Katherine Heigl Febrezes that one role she wears and gives it another dance down the runway in Life as We Know It, a romantic comedy about a baby becoming an orphan.
Because what’s funnier or more romantic than a kid with dead parents, am I right?
Holly Berenson (Heigl) is an uptight, unfun bakery owner who is set up by her friends Peter (Hayes MacArthur) and Alison (Christina Hendricks) with sports TV producer Eric Messer (Josh Duhamel), who tells people to call him Messer because Immaturity Q. Funpants is such a mouthful. Their date is short and horrible, ending before they leave the parking space in front of Holly’s house, but because Messer is Peter’s bud and Holly is Alison’s pal, the two keep running into and annoying each other as the years go by — first at Peter and Alison’s wedding and then at their housewarming and then at the birthday party for their one-year-old daughter Sophie (Alexis, Bryn and Brooke Clagett).

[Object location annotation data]
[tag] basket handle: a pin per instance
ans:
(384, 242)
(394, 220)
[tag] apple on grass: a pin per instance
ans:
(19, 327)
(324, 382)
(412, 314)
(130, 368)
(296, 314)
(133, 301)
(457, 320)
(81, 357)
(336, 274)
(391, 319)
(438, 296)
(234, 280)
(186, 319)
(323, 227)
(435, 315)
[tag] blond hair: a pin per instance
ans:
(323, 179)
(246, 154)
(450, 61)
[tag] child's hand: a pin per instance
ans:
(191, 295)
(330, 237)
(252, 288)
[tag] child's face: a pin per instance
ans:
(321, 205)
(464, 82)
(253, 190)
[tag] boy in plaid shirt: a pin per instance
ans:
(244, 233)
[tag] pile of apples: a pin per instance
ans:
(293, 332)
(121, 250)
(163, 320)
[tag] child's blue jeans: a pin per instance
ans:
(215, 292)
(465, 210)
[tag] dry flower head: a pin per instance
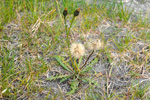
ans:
(77, 50)
(94, 44)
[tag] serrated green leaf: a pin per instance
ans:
(92, 63)
(62, 64)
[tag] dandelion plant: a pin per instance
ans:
(77, 68)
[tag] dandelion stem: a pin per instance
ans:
(87, 60)
(65, 24)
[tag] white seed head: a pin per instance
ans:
(77, 50)
(95, 44)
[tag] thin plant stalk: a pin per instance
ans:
(67, 32)
(86, 60)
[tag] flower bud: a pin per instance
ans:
(65, 12)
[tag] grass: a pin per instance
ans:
(32, 32)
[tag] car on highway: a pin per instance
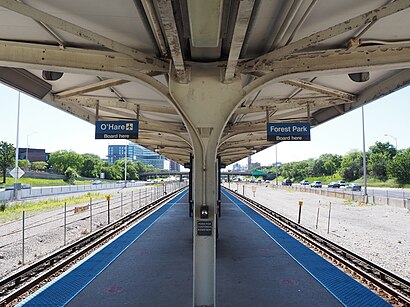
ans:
(354, 187)
(23, 186)
(287, 182)
(333, 185)
(316, 184)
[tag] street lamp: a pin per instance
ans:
(364, 158)
(393, 137)
(28, 144)
(276, 164)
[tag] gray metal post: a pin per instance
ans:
(132, 200)
(65, 223)
(91, 215)
(328, 218)
(108, 211)
(23, 235)
(121, 204)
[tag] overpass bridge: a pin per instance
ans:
(204, 79)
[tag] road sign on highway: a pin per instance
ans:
(125, 129)
(16, 172)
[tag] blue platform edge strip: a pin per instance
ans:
(68, 285)
(348, 291)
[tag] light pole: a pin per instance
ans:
(364, 159)
(276, 164)
(393, 137)
(125, 165)
(16, 178)
(28, 144)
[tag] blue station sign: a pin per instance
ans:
(125, 129)
(288, 132)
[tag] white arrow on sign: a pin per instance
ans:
(16, 172)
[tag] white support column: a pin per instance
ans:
(207, 103)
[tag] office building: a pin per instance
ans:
(136, 152)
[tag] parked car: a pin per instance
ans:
(23, 186)
(354, 187)
(316, 184)
(333, 185)
(287, 182)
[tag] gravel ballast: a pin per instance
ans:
(379, 233)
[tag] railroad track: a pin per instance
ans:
(387, 285)
(25, 281)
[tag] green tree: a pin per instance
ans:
(63, 159)
(383, 148)
(380, 155)
(70, 175)
(92, 166)
(39, 165)
(24, 163)
(399, 167)
(352, 166)
(378, 165)
(7, 157)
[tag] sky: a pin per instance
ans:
(43, 126)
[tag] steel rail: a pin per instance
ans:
(14, 286)
(396, 287)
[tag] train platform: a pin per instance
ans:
(257, 265)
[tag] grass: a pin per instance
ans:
(13, 212)
(371, 182)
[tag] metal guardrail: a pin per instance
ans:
(54, 190)
(403, 202)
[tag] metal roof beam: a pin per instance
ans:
(389, 85)
(171, 33)
(90, 88)
(74, 29)
(330, 32)
(238, 37)
(274, 104)
(337, 61)
(155, 26)
(321, 89)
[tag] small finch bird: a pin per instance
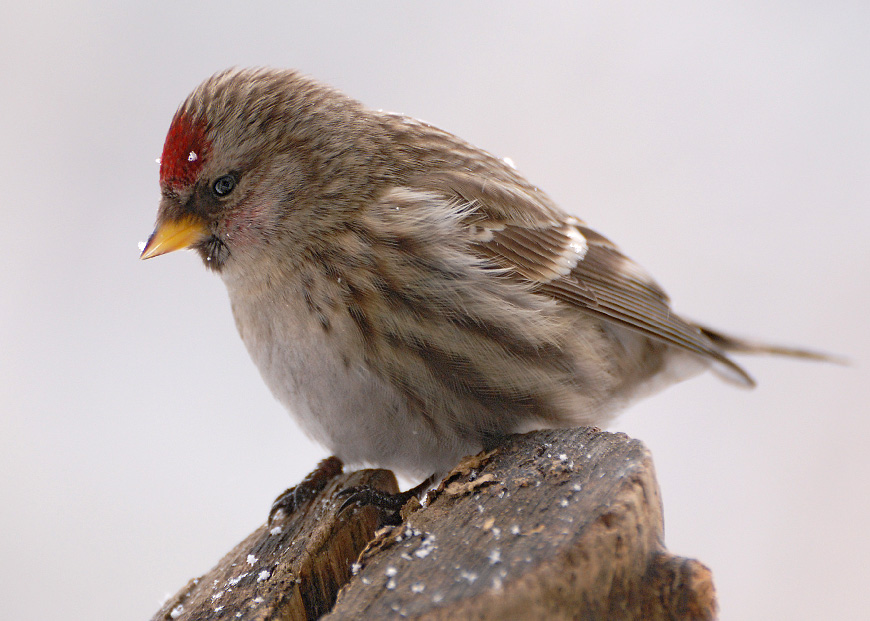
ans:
(410, 298)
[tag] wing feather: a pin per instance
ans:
(562, 257)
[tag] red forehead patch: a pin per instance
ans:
(184, 152)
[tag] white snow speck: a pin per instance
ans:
(237, 579)
(468, 575)
(426, 547)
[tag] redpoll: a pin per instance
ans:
(409, 297)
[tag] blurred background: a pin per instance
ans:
(727, 149)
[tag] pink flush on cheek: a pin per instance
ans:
(184, 152)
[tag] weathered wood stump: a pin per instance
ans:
(556, 524)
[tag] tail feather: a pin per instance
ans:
(736, 345)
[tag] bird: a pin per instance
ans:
(409, 297)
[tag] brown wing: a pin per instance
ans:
(573, 263)
(517, 227)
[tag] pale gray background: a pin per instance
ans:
(726, 149)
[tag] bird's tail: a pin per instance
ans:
(738, 345)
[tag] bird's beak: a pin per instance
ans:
(171, 235)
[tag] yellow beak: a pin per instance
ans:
(172, 235)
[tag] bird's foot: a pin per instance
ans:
(289, 501)
(390, 504)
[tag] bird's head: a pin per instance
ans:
(248, 162)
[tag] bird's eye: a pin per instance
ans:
(224, 185)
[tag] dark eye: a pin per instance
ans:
(224, 185)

■ **Requirements**
A: Name every character in the movie review whose actor is given in parentheses.
B: Render this sentence from the movie review in Spanish: "Because what’s funnier or more romantic than a kid with dead parents, am I right?"
C: Reproduce the movie review from "Because what’s funnier" to "and Brooke Clagett).", swapping "bakery owner" for "florist".
You can leave the rows aside.

■ **Answer set**
A: Holly Berenson, Peter, Alison, Eric Messer, Sophie

B: Porque ¿qué hay más gracioso o más romántico que un niño con padres muertos, no es cierto?

C:
Because what’s funnier or more romantic than a kid with dead parents, am I right?
Holly Berenson (Heigl) is an uptight, unfun florist who is set up by her friends Peter (Hayes MacArthur) and Alison (Christina Hendricks) with sports TV producer Eric Messer (Josh Duhamel), who tells people to call him Messer because Immaturity Q. Funpants is such a mouthful. Their date is short and horrible, ending before they leave the parking space in front of Holly’s house, but because Messer is Peter’s bud and Holly is Alison’s pal, the two keep running into and annoying each other as the years go by — first at Peter and Alison’s wedding and then at their housewarming and then at the birthday party for their one-year-old daughter Sophie (Alexis, Bryn and Brooke Clagett).